> [SET TASK] Copy out each of the rows below word for word, but leave the pictures out.
::::
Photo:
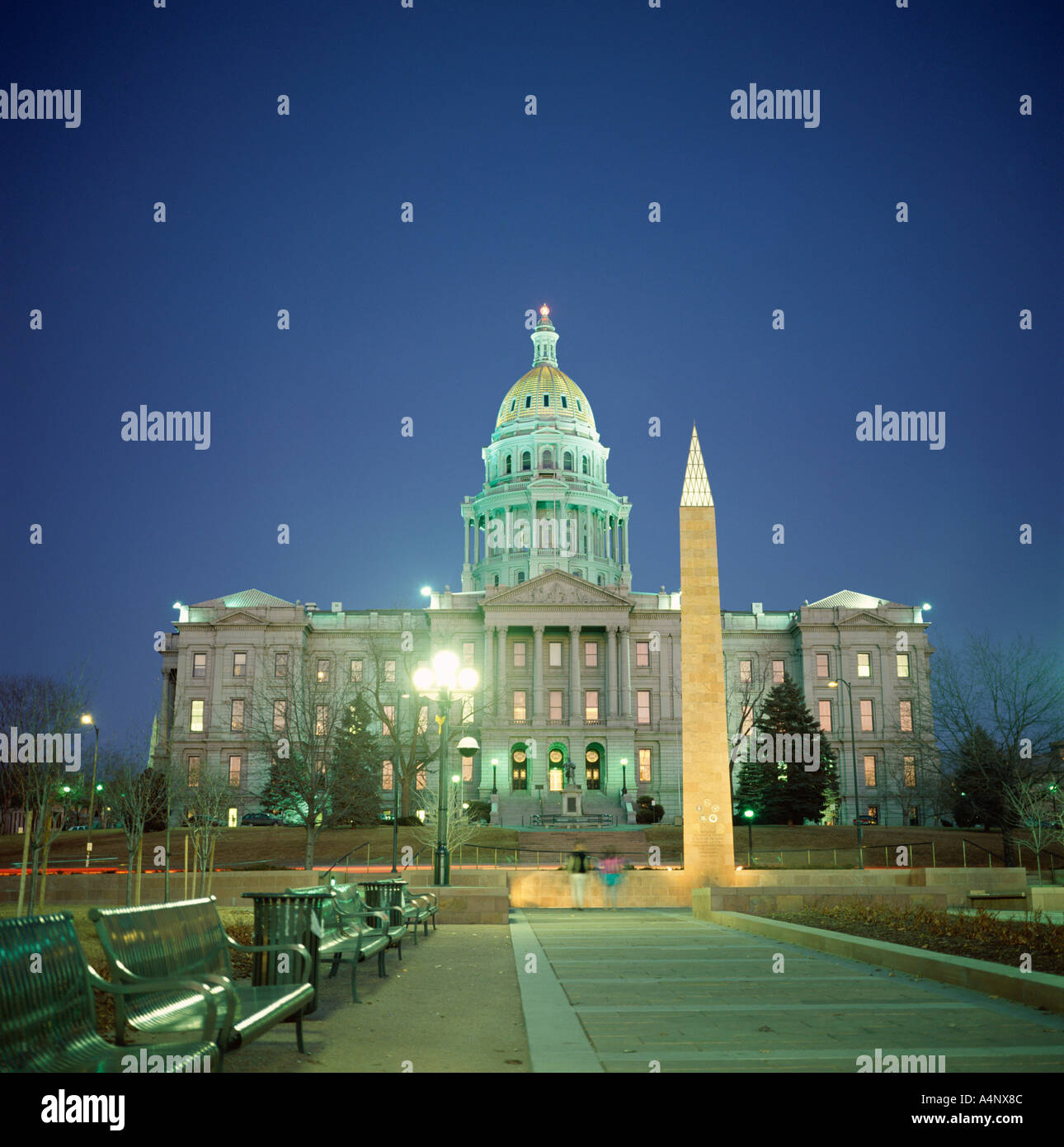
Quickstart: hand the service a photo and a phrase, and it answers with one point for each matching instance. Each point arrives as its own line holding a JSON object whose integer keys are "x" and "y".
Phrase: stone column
{"x": 625, "y": 679}
{"x": 575, "y": 699}
{"x": 502, "y": 708}
{"x": 611, "y": 671}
::::
> [SOLUTION TO THIS EXERCISE]
Photo:
Quickstart: hand the service a photo and a phrase, and it answers with one point for each matching instance. Each point arrives as its own line holding a JSON object whose integer keys are "x" and "y".
Phrase: stone column
{"x": 625, "y": 679}
{"x": 575, "y": 699}
{"x": 502, "y": 708}
{"x": 611, "y": 671}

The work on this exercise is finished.